__Exercise details__: Once you find the line with "the player running" in the data that follows, repeat it and every line after it exactly, through the line with "the blue and".
--- Excerpted data ---
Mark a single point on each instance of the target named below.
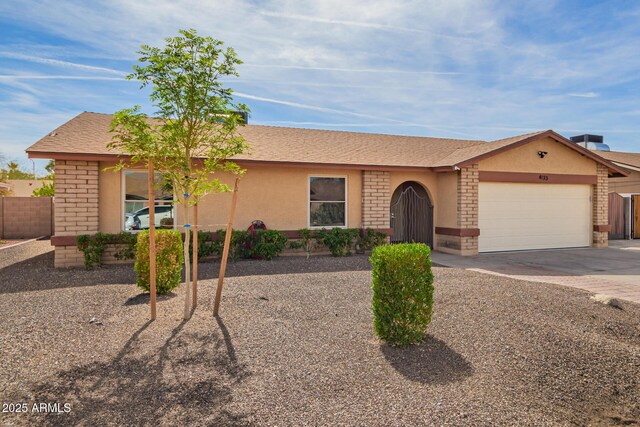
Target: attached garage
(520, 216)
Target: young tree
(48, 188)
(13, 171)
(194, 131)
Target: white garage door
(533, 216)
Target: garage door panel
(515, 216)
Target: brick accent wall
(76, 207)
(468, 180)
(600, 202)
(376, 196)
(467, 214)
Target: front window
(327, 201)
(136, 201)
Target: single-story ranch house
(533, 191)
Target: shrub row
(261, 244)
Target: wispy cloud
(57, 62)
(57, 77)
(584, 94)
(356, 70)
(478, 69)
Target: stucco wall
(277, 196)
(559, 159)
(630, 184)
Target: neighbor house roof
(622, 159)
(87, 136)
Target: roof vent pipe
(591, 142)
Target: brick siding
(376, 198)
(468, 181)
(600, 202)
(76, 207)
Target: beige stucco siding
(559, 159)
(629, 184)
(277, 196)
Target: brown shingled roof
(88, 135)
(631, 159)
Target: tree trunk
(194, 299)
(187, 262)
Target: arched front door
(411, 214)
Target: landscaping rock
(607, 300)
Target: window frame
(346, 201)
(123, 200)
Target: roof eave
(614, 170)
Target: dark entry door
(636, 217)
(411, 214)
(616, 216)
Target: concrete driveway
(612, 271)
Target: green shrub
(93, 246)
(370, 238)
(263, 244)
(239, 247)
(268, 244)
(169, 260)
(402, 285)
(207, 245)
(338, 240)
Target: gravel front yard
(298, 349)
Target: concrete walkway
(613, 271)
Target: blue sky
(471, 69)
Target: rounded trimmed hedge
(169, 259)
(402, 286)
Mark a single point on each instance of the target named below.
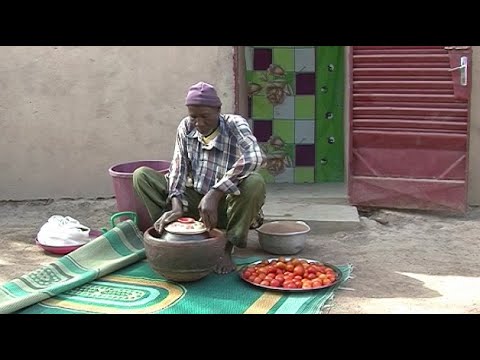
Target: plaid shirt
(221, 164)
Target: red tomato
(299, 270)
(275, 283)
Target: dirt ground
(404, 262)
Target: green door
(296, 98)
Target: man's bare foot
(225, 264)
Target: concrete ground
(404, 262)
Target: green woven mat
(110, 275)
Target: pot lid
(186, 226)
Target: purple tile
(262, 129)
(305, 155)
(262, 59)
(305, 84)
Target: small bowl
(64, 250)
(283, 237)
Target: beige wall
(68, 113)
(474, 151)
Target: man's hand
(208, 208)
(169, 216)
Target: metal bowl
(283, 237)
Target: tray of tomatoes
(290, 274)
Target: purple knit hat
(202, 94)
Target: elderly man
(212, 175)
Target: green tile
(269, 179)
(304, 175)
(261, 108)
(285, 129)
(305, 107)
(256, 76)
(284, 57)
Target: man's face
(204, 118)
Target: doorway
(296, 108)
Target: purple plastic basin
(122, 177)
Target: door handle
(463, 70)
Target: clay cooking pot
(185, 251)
---
--- Excerpted data ---
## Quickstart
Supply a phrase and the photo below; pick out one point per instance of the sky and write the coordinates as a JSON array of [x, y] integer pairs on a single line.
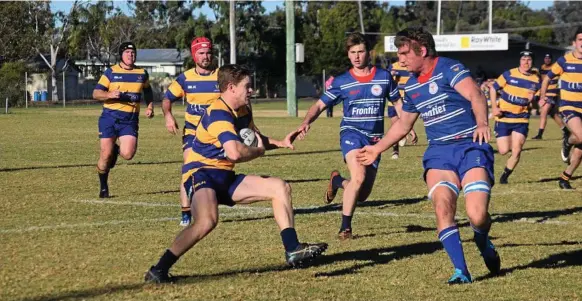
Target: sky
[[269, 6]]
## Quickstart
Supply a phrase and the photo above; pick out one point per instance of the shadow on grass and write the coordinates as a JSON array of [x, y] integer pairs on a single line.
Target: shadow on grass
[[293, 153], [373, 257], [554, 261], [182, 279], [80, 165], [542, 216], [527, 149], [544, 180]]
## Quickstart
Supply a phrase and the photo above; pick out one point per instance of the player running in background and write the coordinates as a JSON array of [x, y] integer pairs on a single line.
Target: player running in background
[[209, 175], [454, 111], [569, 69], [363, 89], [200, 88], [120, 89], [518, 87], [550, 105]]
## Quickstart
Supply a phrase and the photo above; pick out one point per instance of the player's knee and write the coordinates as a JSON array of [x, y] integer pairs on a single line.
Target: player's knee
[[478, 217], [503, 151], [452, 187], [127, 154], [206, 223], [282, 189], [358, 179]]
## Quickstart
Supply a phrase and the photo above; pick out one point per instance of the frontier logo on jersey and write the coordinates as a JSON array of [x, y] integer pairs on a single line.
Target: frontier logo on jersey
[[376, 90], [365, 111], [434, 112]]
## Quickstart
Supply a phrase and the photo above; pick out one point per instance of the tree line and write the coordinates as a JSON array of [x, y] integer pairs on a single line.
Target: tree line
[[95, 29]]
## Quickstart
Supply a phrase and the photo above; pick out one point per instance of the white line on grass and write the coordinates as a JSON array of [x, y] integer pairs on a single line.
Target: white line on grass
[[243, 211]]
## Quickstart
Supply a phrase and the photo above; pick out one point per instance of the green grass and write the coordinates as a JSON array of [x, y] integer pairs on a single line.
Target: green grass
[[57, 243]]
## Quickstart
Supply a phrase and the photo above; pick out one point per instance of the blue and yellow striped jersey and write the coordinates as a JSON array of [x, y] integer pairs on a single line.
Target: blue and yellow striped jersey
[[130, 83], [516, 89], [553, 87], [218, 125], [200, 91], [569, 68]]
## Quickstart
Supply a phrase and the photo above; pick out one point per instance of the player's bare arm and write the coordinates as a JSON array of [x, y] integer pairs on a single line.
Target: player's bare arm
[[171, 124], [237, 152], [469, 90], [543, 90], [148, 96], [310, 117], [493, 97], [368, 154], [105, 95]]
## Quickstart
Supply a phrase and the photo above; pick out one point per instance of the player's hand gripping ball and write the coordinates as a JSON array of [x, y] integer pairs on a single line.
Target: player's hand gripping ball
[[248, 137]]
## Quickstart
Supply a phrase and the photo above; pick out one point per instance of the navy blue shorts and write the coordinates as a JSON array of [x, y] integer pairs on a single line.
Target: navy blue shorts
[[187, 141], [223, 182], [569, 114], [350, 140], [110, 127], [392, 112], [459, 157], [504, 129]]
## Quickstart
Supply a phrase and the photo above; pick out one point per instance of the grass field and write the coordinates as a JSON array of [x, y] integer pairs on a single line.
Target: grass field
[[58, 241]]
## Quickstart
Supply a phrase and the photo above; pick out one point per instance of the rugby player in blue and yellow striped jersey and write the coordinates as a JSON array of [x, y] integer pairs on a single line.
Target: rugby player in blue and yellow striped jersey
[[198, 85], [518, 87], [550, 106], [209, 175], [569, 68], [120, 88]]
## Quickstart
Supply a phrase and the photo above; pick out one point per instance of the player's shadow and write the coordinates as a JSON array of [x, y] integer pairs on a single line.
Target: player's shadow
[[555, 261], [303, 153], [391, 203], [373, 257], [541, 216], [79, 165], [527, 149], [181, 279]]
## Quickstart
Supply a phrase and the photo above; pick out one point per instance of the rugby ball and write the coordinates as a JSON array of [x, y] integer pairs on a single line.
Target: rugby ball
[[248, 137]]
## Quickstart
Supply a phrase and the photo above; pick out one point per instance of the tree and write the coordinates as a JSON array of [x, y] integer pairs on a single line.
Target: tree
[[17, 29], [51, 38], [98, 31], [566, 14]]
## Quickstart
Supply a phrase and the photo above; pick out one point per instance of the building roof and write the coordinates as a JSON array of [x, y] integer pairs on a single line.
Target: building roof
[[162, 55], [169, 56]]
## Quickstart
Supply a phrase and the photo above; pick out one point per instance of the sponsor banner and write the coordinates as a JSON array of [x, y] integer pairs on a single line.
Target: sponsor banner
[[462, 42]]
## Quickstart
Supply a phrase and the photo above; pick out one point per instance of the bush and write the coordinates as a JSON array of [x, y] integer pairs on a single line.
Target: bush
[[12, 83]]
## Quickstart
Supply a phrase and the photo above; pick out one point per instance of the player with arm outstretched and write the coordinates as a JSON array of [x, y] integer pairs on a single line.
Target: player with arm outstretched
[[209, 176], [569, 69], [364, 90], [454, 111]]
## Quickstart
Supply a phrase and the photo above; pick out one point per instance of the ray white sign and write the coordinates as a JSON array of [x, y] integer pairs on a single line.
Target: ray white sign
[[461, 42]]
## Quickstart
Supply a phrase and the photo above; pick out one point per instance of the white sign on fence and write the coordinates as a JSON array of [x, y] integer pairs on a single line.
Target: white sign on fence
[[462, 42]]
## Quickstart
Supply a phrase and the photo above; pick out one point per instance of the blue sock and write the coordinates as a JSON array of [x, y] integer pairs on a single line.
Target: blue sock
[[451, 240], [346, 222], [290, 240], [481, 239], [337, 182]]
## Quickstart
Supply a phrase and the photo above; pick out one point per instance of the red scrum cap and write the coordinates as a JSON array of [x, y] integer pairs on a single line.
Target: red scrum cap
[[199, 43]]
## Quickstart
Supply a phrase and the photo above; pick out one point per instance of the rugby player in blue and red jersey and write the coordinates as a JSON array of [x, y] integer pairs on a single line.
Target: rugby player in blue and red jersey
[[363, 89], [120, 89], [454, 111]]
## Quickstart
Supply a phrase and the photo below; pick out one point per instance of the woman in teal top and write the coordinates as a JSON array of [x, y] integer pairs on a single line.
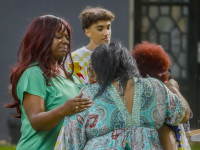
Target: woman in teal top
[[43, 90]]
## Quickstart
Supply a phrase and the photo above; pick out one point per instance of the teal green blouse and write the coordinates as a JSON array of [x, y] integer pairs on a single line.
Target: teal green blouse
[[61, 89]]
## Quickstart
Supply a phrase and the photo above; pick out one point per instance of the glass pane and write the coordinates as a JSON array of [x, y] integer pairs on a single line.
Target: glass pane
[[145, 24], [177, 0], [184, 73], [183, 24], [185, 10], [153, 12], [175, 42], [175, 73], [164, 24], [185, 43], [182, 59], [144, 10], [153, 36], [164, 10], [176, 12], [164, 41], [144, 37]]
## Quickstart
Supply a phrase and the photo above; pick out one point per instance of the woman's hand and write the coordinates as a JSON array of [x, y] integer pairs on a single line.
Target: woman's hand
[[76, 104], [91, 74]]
---
__Task solution__:
Supply a phrase and the photo above; pick out one point per instance of the player running in background and write the coordinates as a JSON array of [x, y] integer pairs on a single line.
Target: player running in background
[[209, 175], [454, 111], [569, 69], [363, 89], [200, 88], [120, 89], [518, 87], [550, 105]]
## Quickstart
Supply a phrase and the photo above; pick out one point per instance of the player's knee and write the coordinates as a JSON array of [x, y] integer pairs on a single line.
Target: player's knee
[[478, 217], [503, 151], [452, 187], [127, 154], [206, 223], [282, 189], [358, 179]]
## Quickstart
Supply a phrase and the photo above; pick out one point per instance of the frontier logo on jersey and write the coordinates as a JSON array of [x, y] integer pairs on a single line.
Target: frontier logo on jersey
[[376, 90], [365, 111], [434, 112]]
## Quickstart
Supply a phrase and the photo above; pick out one point per instance of the tree line and write the coordinates as a JSON array of [x, y] integer pairs on a single line.
Target: tree line
[[95, 29]]
## Quickstart
Supply a phrase and the photo above; pick out one point per instance of the white line on grass and write the coordinates as a JSON array of [x, y] integer pairs on a single line.
Target: white line on grass
[[243, 211]]
## Quickstart
Supply a phrase and the photo above; pick out one point per instance of the green grass and write the coordinates as a JSON array of [x, y] integer pairs on a single line.
Target: green grass
[[57, 243]]
## Quickstart
Supply a phrase and the photo above; pick out one point per instance of the blue and yellow striped jersey and write the coordinates as a JSON array of [x, y] integer pairs on a single line.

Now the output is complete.